Start of DATA SHOWN

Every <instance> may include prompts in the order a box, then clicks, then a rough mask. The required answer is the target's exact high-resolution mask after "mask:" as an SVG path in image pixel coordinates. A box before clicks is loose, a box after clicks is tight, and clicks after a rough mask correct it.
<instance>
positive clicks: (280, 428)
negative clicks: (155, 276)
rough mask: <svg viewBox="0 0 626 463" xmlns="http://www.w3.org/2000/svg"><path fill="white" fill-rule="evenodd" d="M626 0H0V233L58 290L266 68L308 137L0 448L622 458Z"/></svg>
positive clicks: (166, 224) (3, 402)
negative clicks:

End of DATA SHOWN
Start of DATA SHOWN

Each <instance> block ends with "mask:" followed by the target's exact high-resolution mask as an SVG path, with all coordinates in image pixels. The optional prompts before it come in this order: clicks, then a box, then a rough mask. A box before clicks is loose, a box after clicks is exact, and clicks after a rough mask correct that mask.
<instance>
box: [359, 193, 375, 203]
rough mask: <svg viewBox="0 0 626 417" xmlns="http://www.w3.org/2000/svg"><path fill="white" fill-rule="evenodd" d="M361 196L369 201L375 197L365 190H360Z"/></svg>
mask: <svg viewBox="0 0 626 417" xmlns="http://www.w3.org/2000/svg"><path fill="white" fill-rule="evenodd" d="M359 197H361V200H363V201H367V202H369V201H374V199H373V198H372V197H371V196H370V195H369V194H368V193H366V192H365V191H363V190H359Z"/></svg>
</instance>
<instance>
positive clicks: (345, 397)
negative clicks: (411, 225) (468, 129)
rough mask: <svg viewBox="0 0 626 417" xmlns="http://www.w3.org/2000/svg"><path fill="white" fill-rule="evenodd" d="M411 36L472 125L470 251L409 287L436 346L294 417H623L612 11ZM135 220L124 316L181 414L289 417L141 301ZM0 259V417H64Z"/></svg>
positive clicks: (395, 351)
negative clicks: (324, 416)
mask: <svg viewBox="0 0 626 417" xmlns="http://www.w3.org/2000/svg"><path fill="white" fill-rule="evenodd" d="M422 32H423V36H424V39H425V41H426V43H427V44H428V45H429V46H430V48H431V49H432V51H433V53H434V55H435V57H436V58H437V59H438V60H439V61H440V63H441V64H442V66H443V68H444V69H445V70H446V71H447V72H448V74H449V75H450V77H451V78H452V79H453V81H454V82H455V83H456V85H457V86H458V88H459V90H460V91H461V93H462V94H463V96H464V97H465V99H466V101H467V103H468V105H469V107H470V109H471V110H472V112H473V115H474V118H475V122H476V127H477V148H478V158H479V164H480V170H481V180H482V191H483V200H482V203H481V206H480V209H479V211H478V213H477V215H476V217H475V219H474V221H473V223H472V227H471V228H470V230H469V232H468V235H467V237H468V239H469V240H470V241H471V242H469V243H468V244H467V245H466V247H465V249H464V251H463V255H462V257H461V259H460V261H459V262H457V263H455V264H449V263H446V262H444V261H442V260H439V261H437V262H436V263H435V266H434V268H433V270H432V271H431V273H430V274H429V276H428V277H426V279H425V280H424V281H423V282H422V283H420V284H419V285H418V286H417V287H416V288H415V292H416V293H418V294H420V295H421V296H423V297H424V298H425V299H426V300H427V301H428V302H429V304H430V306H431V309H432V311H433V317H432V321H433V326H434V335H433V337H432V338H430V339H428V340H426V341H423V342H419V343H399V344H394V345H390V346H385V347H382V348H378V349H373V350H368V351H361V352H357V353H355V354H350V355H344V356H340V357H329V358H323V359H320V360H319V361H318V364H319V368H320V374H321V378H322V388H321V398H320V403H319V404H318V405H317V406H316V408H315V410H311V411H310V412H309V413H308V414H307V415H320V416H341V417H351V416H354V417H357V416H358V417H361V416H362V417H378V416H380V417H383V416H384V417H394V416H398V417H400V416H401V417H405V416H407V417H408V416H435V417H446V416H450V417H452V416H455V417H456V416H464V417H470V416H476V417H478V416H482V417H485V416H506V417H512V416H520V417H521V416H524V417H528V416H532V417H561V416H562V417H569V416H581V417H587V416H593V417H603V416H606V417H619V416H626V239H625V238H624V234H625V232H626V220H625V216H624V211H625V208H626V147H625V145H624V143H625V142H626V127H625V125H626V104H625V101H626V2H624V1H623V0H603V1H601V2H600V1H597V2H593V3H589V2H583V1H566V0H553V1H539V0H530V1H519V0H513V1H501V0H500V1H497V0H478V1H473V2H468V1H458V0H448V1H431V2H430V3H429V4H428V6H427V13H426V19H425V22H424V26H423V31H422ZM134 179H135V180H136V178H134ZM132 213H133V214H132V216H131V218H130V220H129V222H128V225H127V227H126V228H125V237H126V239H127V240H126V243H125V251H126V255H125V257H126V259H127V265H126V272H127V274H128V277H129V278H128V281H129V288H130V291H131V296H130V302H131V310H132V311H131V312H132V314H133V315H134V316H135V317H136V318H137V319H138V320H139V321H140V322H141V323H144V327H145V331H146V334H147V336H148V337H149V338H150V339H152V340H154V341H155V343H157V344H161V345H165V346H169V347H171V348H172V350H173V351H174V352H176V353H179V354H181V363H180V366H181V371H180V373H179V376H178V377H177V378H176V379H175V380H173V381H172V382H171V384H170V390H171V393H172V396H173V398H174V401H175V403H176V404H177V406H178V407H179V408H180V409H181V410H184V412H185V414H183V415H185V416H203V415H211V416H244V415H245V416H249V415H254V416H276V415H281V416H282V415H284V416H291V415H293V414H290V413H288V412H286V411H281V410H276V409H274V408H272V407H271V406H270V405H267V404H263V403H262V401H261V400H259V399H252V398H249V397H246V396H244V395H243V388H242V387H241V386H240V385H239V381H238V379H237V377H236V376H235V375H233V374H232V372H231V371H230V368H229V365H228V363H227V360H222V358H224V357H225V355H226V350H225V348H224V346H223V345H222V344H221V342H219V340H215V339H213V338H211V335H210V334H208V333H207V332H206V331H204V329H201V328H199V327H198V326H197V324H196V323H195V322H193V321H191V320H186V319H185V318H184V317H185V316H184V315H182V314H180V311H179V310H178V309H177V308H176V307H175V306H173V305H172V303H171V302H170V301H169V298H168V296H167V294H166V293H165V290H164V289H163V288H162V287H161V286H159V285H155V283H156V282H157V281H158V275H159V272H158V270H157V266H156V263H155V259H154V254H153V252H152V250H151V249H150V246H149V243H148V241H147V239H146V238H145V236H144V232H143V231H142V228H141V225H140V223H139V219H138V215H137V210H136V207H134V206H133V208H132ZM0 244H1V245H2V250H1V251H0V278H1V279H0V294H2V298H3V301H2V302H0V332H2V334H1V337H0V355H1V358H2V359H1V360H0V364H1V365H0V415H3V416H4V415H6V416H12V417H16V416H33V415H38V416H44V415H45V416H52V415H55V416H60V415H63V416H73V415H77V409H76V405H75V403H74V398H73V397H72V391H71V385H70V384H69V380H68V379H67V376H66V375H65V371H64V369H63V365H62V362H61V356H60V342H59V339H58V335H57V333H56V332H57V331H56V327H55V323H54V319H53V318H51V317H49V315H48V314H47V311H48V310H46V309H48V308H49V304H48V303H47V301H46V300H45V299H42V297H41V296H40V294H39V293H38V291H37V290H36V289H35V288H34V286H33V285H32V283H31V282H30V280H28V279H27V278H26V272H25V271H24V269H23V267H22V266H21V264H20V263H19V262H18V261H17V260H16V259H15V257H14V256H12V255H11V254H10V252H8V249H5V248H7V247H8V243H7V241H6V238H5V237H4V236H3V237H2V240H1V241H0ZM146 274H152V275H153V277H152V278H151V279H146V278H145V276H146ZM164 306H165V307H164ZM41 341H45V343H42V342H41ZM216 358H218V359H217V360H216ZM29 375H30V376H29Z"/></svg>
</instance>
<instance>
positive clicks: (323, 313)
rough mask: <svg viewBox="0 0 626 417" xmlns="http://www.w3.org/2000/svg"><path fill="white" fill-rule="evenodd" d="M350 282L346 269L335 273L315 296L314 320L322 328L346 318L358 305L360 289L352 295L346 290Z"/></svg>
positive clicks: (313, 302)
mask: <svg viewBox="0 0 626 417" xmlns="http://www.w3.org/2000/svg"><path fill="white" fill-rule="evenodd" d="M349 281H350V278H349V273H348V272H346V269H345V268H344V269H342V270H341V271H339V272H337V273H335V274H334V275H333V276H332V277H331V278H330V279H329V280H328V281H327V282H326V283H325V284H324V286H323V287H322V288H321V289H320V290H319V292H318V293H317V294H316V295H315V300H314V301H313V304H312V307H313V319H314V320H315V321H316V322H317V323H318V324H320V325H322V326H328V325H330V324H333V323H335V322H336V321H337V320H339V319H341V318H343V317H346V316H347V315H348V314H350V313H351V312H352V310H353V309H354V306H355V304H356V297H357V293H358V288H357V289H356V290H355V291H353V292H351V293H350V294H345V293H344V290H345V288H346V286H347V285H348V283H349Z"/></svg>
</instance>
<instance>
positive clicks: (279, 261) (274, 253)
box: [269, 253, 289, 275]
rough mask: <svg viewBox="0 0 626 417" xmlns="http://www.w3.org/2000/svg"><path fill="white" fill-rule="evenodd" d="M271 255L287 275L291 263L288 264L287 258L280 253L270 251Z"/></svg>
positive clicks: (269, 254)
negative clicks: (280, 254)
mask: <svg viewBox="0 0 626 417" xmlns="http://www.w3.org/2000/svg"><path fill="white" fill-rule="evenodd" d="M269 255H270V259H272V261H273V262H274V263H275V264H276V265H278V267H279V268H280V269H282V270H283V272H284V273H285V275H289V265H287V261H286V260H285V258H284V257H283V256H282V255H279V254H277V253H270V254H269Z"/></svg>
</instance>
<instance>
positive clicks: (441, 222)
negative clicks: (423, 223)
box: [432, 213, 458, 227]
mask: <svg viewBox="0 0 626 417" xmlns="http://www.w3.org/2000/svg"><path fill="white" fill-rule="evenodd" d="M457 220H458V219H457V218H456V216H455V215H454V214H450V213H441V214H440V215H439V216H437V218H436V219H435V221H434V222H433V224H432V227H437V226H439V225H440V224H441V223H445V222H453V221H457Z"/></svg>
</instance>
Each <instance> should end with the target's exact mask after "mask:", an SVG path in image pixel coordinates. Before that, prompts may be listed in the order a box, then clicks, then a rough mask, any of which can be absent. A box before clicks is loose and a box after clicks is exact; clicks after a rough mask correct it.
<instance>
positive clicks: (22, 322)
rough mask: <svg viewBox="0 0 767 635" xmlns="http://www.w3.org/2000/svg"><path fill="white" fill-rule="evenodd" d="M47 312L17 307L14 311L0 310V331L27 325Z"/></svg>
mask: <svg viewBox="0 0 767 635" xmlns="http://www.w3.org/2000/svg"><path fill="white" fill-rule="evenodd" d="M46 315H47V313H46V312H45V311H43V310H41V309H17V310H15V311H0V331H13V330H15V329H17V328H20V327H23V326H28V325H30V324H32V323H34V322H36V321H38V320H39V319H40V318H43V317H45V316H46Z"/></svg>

End of DATA SHOWN

**ABOUT THIS TASK:** Rename "rough mask" to "coarse mask" in everything from the line containing "Every <instance> may" down to the line containing "negative clicks: (155, 276)", and give only those lines again with nothing else changed.

**SOLUTION FOR THIS EXERCISE:**
Every <instance> may include prompts in the order a box, then clicks, then a coarse mask. The required answer is the target's exact high-resolution mask after "mask:" as an SVG path in image pixel coordinates. A box before clicks is loose, a box after clicks is tight, and clicks after a coarse mask correct it.
<instance>
positive clicks: (280, 428)
negative clicks: (155, 276)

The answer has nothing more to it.